> [Raw data]
(begin)
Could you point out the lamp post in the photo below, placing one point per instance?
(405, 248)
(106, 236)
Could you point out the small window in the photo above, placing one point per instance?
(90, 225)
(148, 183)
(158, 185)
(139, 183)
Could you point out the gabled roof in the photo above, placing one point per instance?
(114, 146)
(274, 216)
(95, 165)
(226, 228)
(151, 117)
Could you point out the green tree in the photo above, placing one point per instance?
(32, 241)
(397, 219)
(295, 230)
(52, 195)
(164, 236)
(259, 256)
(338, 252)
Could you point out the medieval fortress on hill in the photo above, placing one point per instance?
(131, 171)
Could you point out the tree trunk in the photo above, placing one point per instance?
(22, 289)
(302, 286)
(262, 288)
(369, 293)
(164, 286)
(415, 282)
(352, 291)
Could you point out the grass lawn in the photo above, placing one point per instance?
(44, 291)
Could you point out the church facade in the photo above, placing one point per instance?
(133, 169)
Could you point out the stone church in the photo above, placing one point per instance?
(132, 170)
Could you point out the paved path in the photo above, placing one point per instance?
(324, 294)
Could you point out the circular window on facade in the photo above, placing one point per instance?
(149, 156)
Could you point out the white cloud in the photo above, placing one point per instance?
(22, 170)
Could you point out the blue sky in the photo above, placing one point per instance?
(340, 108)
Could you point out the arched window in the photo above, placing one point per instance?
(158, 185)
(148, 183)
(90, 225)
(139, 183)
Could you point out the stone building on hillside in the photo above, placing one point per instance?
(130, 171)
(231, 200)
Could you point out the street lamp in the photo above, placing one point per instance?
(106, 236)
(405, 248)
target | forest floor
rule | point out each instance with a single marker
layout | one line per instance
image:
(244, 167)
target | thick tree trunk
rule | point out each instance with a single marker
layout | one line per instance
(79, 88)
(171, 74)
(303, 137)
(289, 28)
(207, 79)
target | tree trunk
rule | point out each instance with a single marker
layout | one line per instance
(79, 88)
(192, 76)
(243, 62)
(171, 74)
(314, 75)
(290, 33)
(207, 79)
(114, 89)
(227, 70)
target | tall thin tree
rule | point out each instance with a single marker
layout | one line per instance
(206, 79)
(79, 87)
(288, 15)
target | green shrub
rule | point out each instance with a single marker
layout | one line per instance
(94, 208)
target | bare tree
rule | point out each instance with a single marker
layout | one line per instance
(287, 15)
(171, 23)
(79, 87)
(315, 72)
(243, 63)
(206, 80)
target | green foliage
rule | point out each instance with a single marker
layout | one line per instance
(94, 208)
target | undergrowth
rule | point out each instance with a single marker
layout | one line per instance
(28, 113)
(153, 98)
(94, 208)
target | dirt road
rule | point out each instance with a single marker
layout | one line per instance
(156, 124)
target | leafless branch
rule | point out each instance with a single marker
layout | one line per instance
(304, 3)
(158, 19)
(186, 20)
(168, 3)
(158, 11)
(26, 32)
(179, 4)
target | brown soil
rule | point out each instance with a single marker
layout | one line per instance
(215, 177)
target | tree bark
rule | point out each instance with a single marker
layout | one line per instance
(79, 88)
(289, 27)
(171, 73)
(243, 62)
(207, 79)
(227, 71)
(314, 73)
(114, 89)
(end)
> [Job] Reproduce all of the data exactly as given.

> [Solution below]
Could you point out the lamp post in the photo below, placing one point per instance?
(405, 248)
(106, 236)
Could you point out the small window in the photo above, placing one point per instance?
(90, 225)
(148, 183)
(158, 185)
(139, 183)
Could you point out the gabled roof in the photo above, placing one point per instance?
(114, 146)
(274, 216)
(95, 165)
(226, 228)
(151, 117)
Could you point out the green tree in the photo above, placing one point per instance?
(32, 241)
(397, 219)
(295, 230)
(52, 195)
(164, 236)
(259, 256)
(338, 252)
Could you point out the medieval fortress on hill in the photo above, placing one point per instance?
(131, 171)
Could you point out the tree trunk in the photo above, placing one point per instance?
(22, 289)
(302, 286)
(262, 288)
(369, 293)
(164, 286)
(415, 282)
(352, 291)
Could you point out the grass lawn in the photo above, placing one point per instance?
(44, 291)
Could you point out the church facade in the photo above, placing one point per instance?
(133, 169)
Could you point out the stone church in the photo above, placing one point per instance?
(132, 170)
Could you point out the paved path in the photo above, placing one point per instance?
(324, 294)
Could you point out the circular window on facade in the photo above, placing one point per instance?
(149, 156)
Could you point out the white cloud in the photo above, placing one point per instance?
(22, 170)
Could you point out the blue sky in the photo above, placing one point per instance?
(340, 108)
Could you point out the arched window in the photo above, placing one point per instance?
(158, 185)
(148, 183)
(90, 225)
(139, 183)
Could you point out the stone building on hillside in the photo above, placing one point per instance?
(130, 171)
(231, 200)
Could you point out the street lamp in the photo above, placing one point per instance?
(106, 236)
(405, 248)
target | forest floor
rule | point out each instance with a single marker
layout | one line per instance
image:
(244, 167)
target | thick tree trunk
rule | point out each instance with a single marker
layout | one line per instance
(79, 88)
(171, 74)
(303, 137)
(289, 28)
(207, 79)
target | tree trunk
rule | point out each instance with a single marker
layout | one line per instance
(79, 88)
(192, 76)
(243, 62)
(171, 74)
(314, 75)
(290, 33)
(207, 79)
(114, 89)
(227, 70)
target | tall thin tree
rule | point out each instance with a single marker
layout | one line per instance
(206, 79)
(79, 87)
(288, 15)
target | green shrub
rule | point out each instance with a single marker
layout | one line per instance
(94, 208)
target | bare tree
rule | point out each instance with a single marker
layout | one line per instance
(287, 15)
(171, 23)
(79, 87)
(315, 72)
(243, 63)
(206, 80)
target | green foliage
rule | point out each instance with a single marker
layout | one line per instance
(94, 208)
target | undergrowth
rule | point out each instance with a single marker
layout | one line per instance
(28, 113)
(153, 98)
(94, 208)
target | dirt road
rule | point out each instance with a single marker
layout | one line per instance
(156, 124)
target | leafless branch
rule | point out each instance with a single marker
layout | one line per instance
(304, 3)
(158, 19)
(186, 20)
(168, 3)
(158, 11)
(26, 32)
(179, 4)
target | brown soil
rule | point out each instance with a single marker
layout | one line per instance
(215, 177)
target | tree bark
rule | point out each instance with a single marker
layout | one line per instance
(79, 88)
(289, 27)
(171, 73)
(243, 62)
(207, 79)
(227, 71)
(314, 73)
(114, 89)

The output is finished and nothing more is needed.